Extracted material:
'''
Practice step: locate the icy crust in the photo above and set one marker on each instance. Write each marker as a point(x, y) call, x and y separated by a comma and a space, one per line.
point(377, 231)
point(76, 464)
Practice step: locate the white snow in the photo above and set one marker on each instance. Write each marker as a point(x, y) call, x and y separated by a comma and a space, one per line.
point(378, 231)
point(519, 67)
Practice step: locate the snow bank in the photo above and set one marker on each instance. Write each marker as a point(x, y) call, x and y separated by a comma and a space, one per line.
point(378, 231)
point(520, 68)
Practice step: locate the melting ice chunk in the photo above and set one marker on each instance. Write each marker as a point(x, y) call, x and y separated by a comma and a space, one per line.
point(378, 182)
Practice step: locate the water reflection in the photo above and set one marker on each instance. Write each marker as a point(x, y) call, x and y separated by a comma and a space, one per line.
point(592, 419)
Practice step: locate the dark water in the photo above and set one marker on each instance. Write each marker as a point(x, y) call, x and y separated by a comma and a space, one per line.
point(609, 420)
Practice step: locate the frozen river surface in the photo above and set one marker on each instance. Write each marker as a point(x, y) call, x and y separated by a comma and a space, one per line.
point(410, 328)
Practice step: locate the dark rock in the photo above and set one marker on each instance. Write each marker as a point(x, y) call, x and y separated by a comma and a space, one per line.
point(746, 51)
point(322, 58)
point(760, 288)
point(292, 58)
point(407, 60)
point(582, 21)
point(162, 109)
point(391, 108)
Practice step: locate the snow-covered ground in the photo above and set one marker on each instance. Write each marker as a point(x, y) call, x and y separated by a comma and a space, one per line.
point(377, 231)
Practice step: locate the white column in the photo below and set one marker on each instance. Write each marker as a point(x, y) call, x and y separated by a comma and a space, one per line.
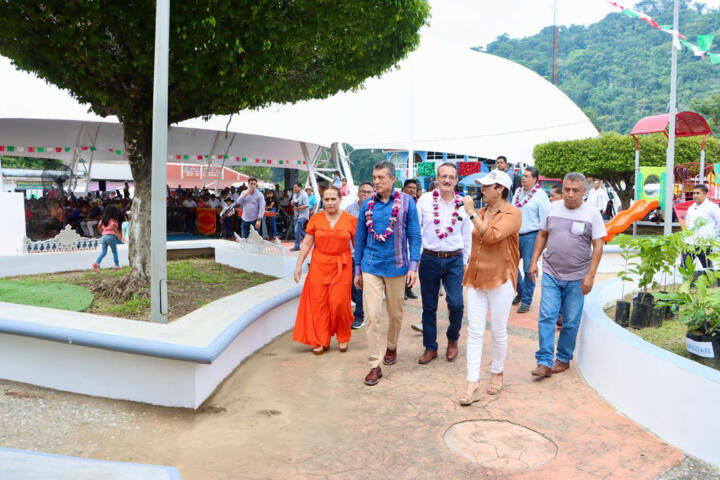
point(158, 211)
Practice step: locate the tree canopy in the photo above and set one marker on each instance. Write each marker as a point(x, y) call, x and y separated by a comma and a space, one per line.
point(225, 56)
point(618, 69)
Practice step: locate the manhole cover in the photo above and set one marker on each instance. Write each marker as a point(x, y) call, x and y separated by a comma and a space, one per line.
point(499, 444)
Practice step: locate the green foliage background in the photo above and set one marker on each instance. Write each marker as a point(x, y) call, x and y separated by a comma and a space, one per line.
point(618, 70)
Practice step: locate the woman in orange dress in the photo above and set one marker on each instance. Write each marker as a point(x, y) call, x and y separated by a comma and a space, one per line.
point(324, 308)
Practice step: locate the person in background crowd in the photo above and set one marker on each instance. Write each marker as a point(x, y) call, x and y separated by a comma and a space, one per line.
point(226, 216)
point(502, 165)
point(253, 204)
point(569, 230)
point(533, 203)
point(597, 198)
point(490, 278)
point(446, 237)
point(410, 188)
point(313, 204)
point(336, 180)
point(301, 213)
point(108, 227)
point(555, 193)
point(387, 250)
point(324, 308)
point(271, 205)
point(365, 191)
point(703, 216)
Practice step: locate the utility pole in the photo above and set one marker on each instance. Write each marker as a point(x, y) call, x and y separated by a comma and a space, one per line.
point(670, 156)
point(555, 44)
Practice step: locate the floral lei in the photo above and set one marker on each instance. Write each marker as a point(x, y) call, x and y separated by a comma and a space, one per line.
point(397, 201)
point(528, 196)
point(436, 213)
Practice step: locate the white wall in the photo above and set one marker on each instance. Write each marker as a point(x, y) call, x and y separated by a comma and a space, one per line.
point(12, 223)
point(673, 397)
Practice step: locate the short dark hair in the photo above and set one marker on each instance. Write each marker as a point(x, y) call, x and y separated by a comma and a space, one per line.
point(389, 166)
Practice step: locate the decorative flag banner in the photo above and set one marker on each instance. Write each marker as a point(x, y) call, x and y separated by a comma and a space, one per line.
point(699, 50)
point(426, 169)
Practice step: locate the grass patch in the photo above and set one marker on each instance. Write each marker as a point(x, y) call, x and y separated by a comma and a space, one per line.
point(192, 283)
point(46, 294)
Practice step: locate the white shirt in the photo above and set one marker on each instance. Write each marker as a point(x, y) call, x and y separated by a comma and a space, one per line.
point(461, 236)
point(710, 213)
point(598, 198)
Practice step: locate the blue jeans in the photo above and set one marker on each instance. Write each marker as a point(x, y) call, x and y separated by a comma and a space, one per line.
point(111, 241)
point(245, 228)
point(558, 295)
point(526, 287)
point(299, 230)
point(357, 298)
point(432, 271)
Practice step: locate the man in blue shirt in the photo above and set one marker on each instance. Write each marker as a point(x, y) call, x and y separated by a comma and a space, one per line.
point(533, 202)
point(387, 252)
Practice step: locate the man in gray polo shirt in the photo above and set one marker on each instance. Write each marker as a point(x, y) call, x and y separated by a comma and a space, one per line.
point(252, 203)
point(569, 230)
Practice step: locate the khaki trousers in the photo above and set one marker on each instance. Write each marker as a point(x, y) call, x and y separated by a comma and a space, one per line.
point(377, 323)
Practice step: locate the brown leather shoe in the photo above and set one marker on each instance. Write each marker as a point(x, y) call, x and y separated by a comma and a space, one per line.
point(559, 367)
point(427, 356)
point(542, 371)
point(390, 357)
point(373, 377)
point(451, 353)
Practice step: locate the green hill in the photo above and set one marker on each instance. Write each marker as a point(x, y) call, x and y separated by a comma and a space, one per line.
point(618, 69)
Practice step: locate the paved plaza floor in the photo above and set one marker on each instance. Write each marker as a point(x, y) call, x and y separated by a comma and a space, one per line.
point(286, 414)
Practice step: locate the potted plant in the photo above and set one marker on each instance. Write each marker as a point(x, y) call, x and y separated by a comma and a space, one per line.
point(699, 308)
point(622, 308)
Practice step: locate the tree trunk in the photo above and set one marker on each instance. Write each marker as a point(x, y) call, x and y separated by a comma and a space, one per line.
point(138, 148)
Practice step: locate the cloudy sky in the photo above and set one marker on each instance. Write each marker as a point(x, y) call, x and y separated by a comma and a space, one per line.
point(467, 22)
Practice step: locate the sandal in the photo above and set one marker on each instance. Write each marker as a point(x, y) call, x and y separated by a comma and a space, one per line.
point(466, 399)
point(494, 388)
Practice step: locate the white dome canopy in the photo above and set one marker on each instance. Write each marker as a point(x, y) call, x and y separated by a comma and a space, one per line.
point(443, 97)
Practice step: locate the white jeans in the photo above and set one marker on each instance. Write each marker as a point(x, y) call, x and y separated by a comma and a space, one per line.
point(498, 301)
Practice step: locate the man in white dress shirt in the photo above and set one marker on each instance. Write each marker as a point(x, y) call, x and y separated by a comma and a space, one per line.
point(704, 217)
point(446, 241)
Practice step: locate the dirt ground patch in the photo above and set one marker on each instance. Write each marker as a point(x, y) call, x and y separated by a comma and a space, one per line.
point(192, 283)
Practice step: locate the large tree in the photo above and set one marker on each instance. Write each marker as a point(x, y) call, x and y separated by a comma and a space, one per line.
point(225, 56)
point(611, 157)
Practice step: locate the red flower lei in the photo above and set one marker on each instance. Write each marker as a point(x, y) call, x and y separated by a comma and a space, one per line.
point(436, 214)
point(393, 217)
point(528, 196)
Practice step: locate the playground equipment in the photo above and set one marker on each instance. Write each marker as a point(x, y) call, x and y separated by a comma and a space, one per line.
point(688, 124)
point(624, 219)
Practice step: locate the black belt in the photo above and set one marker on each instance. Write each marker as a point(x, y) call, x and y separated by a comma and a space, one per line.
point(441, 254)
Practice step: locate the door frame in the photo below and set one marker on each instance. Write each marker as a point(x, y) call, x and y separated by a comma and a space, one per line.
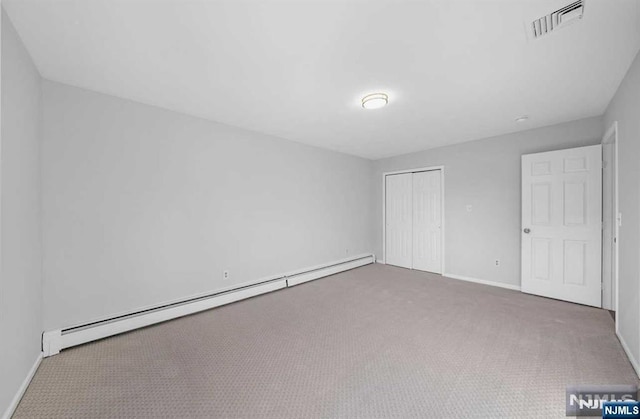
'''
EXERCISE OBJECTIVE: Please give every line of the material above as a numbered list, leaving out blank lines and the pictures.

EXERCISE SOLUTION:
1. Practice step: locate the icy crust in the photo above and set one marker on each instance. Write each marker as a point(x, y) call, x and y separated by a comma and a space, one per line.
2. point(377, 231)
3. point(76, 464)
4. Practice step: locate the white snow in the photo above and set one marker on each instance. Write each marker as a point(x, y) call, x and y separated by a comma and a space, one per line.
5. point(378, 231)
6. point(519, 67)
7. Practice step: locate the snow bank in the photo above and set one marker on each instance. Write each marker as a point(x, y) call, x and y separated by a comma and a space, one per line.
8. point(378, 231)
9. point(520, 68)
10. Practice step: locate the melting ice chunk in the photo above and set one marker on each instance. Write each marker as a point(x, y) call, x and y separated by a comma and a space, one per line.
11. point(378, 182)
12. Practice step: locate the water reflection in the photo above and set one marker on each instance. Write each marker as a point(x, y) call, x and y separated by a comma and a space, one per line.
13. point(592, 419)
14. Practice step: locate the dark water in the photo above and set one marker on each instance. Write each marker as a point(x, y) call, x and y separated by a comma and a space, one per line.
15. point(609, 420)
16. Practice step: locate the frozen river surface in the photo above and set one marker on each instance. Write each marker as a point(x, y) call, x and y separated by a comma and a space, one per line.
17. point(410, 328)
18. Practice step: locate the dark rock in the photo above and set one marker on each instance. Write each marker as a point(x, y) call, x and y separated by a comma and a space, one per line.
19. point(746, 51)
20. point(322, 58)
21. point(760, 288)
22. point(292, 58)
23. point(407, 60)
24. point(582, 21)
25. point(162, 109)
26. point(391, 108)
27. Practice step: locate the snow-covered ground in the photo above and set one marker on each instance. Write each marker as a point(x, y) call, x and y separated by a comma and a space, one per line.
28. point(377, 231)
29. Practice step: locate the white column in the photo below and set one marker on each instance. Write each marker as a point(x, y) call, x and y separated by a comma and a space, one per line.
30. point(158, 211)
31. Practice step: locate the tree canopy in the photo above and set one marker on each instance. Write each marker as a point(x, y) call, x and y separated by a comma and a space, one per line.
32. point(225, 56)
33. point(618, 69)
34. Practice step: locate the manhole cover in the photo above and set one marker on each instance. Write each marker as a point(x, y) call, x and y separated by a comma and a space, one per line.
35. point(499, 444)
36. Practice step: locate the green foliage background in the photo above and set one marker on each instance. Write each marker as a point(x, y) call, x and y separated by a comma and a space, one per line.
37. point(618, 70)
38. Practice step: locate the woman in orange dress in the photo above and set one marker on each instance. Write each marker as a point(x, y) call, x and y separated by a comma and a space, one per line.
39. point(324, 308)
40. Practice step: locate the person in background crowd in the photo above and set one marker on each instance. Write each marker as a point(x, y) call, x and y separated by a comma and a space, one per line.
41. point(226, 216)
42. point(502, 165)
43. point(253, 204)
44. point(569, 230)
45. point(533, 203)
46. point(597, 198)
47. point(490, 278)
48. point(446, 237)
49. point(410, 188)
50. point(313, 204)
51. point(336, 180)
52. point(301, 213)
53. point(108, 227)
54. point(555, 193)
55. point(387, 250)
56. point(324, 308)
57. point(271, 205)
58. point(365, 191)
59. point(703, 216)
60. Practice step: locate the utility pole in the photo above and set one marker on each instance. Write each marker as a point(x, y) call, x and y separated by a comma and a space, one per line.
61. point(670, 156)
62. point(555, 44)
63. Practice step: locate the floral lei in the photo above and set one marker on each instance. Write each marker as a point(x, y) call, x and y separated by a comma and a space, one per line.
64. point(397, 201)
65. point(528, 196)
66. point(436, 213)
67. Practice step: locate the white wall in the photo above and set one marker on each instance. Write each marker as a point(x, y) call, x and y separated by a comma and a space, one per line.
68. point(12, 223)
69. point(673, 397)
70. Practice step: locate the short dark hair in the photo above and set one marker on each instance. Write each marker as a point(x, y) call, x and y separated by a comma and a space, one per line.
71. point(389, 166)
72. Practice step: locate the decorative flag banner in the photo above and set one marker on each instance. Write each marker as a point(x, y) call, x and y separated by a comma and a space, one per line.
73. point(699, 50)
74. point(426, 169)
75. Practice step: locate the grass patch in the photo above and set one marker on each instance. Write each marker as a point(x, y) call, x and y separated by a comma and a space, one per line.
76. point(192, 283)
77. point(46, 294)
78. Practice step: locate the white shirt in the photo above and set one marker on each instance. Write each marker as a point(x, y) call, x and y separated by a comma and a space, one per line.
79. point(461, 236)
80. point(710, 213)
81. point(598, 198)
82. Practice step: locate the blue jeans in the photo above and set one marker on each instance. Write each marker as a point(x, y) call, x and y separated by a comma and a space, one per line.
83. point(111, 241)
84. point(245, 228)
85. point(558, 295)
86. point(526, 287)
87. point(299, 230)
88. point(357, 298)
89. point(432, 271)
90. Practice step: locate the man in blue shirt in the photo above and set one marker on each instance. Write each marker as a point(x, y) call, x and y separated by a comma and a space, one per line.
91. point(533, 202)
92. point(387, 252)
93. Practice step: locate the man in gray polo shirt in the photo above and set one marker on each instance. Write each marker as a point(x, y) call, x and y separated by a comma and a space, one per line.
94. point(252, 203)
95. point(569, 230)
96. Practice step: locate the khaki trousers in the photo above and set one marker on each instance. Write each marker as a point(x, y) call, x and y separated by a comma and a space, one per line.
97. point(377, 323)
98. Practice step: locate the brown leather shoe in the photo above and set one marker on each instance. Write each marker as a point(x, y) call, x and y separated by a comma and a space, one per line.
99. point(559, 367)
100. point(427, 356)
101. point(542, 371)
102. point(390, 357)
103. point(373, 377)
104. point(451, 353)
105. Practice step: locate the green hill in the photo above and set one marker on each instance. Write each marker as a point(x, y) call, x and y separated by a comma and a space, one per line.
106. point(618, 69)
107. Practice step: locate the paved plaza floor in the photo above and set one marker on each instance. Write each marker as a point(x, y) call, x and y separated by a comma and a space, one per line.
108. point(286, 414)
109. Practice step: locate the potted plant in the photo above and set one marker on each instance. Write each marker as a point(x, y) call, x and y separated by a comma and a space, one per line.
110. point(699, 308)
111. point(622, 308)
112. Practice step: locate the tree trunk in the photo above and set one marker on each instance. Write each marker as a point(x, y) call, x and y separated by a comma and a space, one per line.
113. point(138, 148)
114. Practice step: locate the cloudy sky in the photo above and set one marker on each instance. Write each marker as a point(x, y) call, x and y separated by a comma and a space, one per line.
115. point(467, 22)
116. Practice step: locate the sandal in the photo above and set one marker on each instance. Write each marker as a point(x, y) call, x and y separated by a comma and a space, one per line.
117. point(466, 399)
118. point(494, 388)
119. Practice step: locate the white dome canopy in the photo above and set one marker on each instance. Write each marker as a point(x, y) call, x and y separated by a comma and a space, one per line.
120. point(443, 97)
121. Practice step: locate the white jeans in the photo above and set one marker on each instance. Write each marker as a point(x, y) call, x and y separated by a comma and a space, one per line.
122. point(498, 301)
123. Practice step: locate the man in white dress shirt in the photo above and set one marker on each instance. Write each marker as a point(x, y) call, x and y separated by a comma and a space, one per line.
124. point(704, 217)
125. point(446, 241)
126. Practice step: locate the dirt ground patch in the photo above and set one marker on each instance. Write each marker as a point(x, y) call, x and y separated by a comma and a space, one per line.
127. point(192, 283)
128. Practice step: locate the large tree in the photo above and set one marker on each instance. Write each marker as a point(x, y) call, x and y separated by a comma and a space, one per line.
129. point(225, 56)
130. point(611, 157)
131. Practice step: locate the red flower lei in the photo above and set one marker on each instance. Write each marker as a point(x, y) call, x and y separated by a comma and a space, one per line.
132. point(436, 214)
133. point(393, 217)
134. point(528, 196)
135. Practice step: locate the playground equipment in the photo above and set one marker on each instance. Write each marker as a point(x, y) call, x and y separated by a comma and a space, one per line.
136. point(688, 124)
137. point(624, 219)
138. Practice step: locate the black belt in the photo above and set one marker on each instance. Write each marker as a point(x, y) call, x and y separated by a comma and a space, one per line.
139. point(441, 254)
140. Practice step: locate the door frame in the photo below and set one marker on each instance. Write each marker as a point(x, y) call, x and y separated by a comma and a space, one per line.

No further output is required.